(Excerpt from a dataset)
------------------------
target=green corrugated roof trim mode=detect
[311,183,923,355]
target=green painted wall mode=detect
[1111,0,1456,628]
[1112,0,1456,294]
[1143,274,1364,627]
------------------------
• _What is required_:
Rewrite the listing with "detect" swapped for "locate" throughout, leaving everything else unchanged.

• _Solution for this exercise_:
target=green corrugated roof trim mode=locate
[311,183,923,355]
target=green painted wall mode=locate
[1111,0,1456,628]
[1112,0,1456,294]
[1143,274,1364,627]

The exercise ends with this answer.